WORK TO DO -> Rewrite the material below, replacing each occurrence of "separate parts" with "disjoint regions" and leaving everything else unchanged. Omit the pictures from the output.

PROVIDED DATA ->
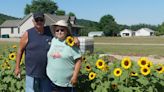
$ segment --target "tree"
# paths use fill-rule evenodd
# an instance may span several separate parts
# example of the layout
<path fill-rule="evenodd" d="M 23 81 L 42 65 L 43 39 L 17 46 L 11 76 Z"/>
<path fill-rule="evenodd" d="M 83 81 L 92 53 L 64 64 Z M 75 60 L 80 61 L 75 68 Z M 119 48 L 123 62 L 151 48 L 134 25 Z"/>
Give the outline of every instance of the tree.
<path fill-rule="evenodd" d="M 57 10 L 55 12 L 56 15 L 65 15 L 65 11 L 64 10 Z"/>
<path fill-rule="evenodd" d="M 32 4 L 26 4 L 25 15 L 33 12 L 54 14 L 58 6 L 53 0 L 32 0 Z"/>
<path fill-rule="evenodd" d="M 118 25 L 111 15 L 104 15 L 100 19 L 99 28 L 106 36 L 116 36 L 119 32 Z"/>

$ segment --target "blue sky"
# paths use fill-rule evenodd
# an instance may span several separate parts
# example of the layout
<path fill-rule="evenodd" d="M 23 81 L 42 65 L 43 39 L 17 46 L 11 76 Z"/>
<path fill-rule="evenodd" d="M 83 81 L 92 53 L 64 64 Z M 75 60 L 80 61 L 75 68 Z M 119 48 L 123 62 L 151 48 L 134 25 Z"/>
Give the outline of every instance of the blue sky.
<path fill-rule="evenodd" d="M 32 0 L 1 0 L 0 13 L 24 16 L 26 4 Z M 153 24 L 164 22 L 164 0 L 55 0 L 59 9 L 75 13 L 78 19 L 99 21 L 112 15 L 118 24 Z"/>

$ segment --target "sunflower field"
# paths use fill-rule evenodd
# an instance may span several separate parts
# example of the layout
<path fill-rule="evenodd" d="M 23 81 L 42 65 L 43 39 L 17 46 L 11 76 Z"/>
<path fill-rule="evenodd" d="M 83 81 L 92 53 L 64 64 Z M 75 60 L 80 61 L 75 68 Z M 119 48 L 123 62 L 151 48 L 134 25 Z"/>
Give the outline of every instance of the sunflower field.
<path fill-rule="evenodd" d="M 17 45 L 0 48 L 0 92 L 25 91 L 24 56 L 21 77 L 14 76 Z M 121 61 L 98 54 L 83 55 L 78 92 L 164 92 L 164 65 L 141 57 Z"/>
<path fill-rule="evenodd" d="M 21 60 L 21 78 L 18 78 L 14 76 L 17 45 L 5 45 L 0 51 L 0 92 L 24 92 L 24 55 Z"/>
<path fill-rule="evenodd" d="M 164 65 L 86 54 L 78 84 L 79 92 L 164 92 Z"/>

OUTPUT OF THE EXERCISE ->
$ segment --target "tree"
# paths use fill-rule evenodd
# an instance may span several disjoint regions
# example of the layout
<path fill-rule="evenodd" d="M 23 81 L 42 65 L 43 39 L 17 46 L 11 76 Z"/>
<path fill-rule="evenodd" d="M 83 81 L 92 53 L 64 64 Z M 75 60 L 80 61 L 75 68 Z M 119 48 L 123 62 L 151 48 L 134 25 Z"/>
Give the outline of every instance of the tree.
<path fill-rule="evenodd" d="M 57 10 L 55 12 L 56 15 L 65 15 L 65 11 L 64 10 Z"/>
<path fill-rule="evenodd" d="M 32 4 L 26 4 L 25 15 L 33 12 L 54 14 L 58 6 L 53 0 L 32 0 Z"/>
<path fill-rule="evenodd" d="M 118 25 L 111 15 L 104 15 L 100 19 L 99 28 L 106 36 L 116 36 L 119 32 Z"/>

$ segment --target "blue sky"
# paths use fill-rule evenodd
# an instance may span several disjoint regions
# example of the layout
<path fill-rule="evenodd" d="M 23 81 L 42 65 L 43 39 L 17 46 L 11 76 Z"/>
<path fill-rule="evenodd" d="M 83 81 L 92 53 L 64 64 Z M 75 60 L 80 61 L 75 68 Z M 119 48 L 123 62 L 151 48 L 134 25 Z"/>
Give the outline of every instance of the blue sky.
<path fill-rule="evenodd" d="M 32 0 L 1 0 L 0 13 L 24 16 L 26 4 Z M 153 24 L 164 22 L 164 0 L 55 0 L 59 9 L 75 13 L 78 19 L 99 21 L 112 15 L 118 24 Z"/>

$ segment --target "sunflower field"
# paths use fill-rule evenodd
# an instance may span several disjoint regions
# example of the layout
<path fill-rule="evenodd" d="M 23 81 L 42 65 L 43 39 L 17 46 L 11 76 Z"/>
<path fill-rule="evenodd" d="M 83 81 L 92 53 L 64 64 Z M 75 60 L 80 61 L 75 68 Z M 119 48 L 123 62 L 151 48 L 134 25 Z"/>
Give the outline of every instance of the sunflower field.
<path fill-rule="evenodd" d="M 17 45 L 0 48 L 0 92 L 25 91 L 24 56 L 21 77 L 14 76 Z M 121 61 L 98 54 L 83 55 L 78 92 L 164 92 L 164 65 L 141 57 Z"/>
<path fill-rule="evenodd" d="M 21 60 L 21 78 L 18 78 L 14 76 L 17 45 L 5 45 L 0 51 L 0 92 L 24 92 L 24 55 Z"/>
<path fill-rule="evenodd" d="M 164 65 L 86 54 L 78 84 L 79 92 L 164 92 Z"/>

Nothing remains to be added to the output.